TASK DIRECTIONS | Rewrite these lines as a numbered list, omitting any blank lines.

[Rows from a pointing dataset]

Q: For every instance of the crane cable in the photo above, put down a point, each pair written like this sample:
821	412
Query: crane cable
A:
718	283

CORRECT RESPONSE |
1. Q: For every instance of the crane cable in the photo above, put down a point, each pair written like this sample:
2. 821	412
3. Query: crane cable
4. A:
5. 718	283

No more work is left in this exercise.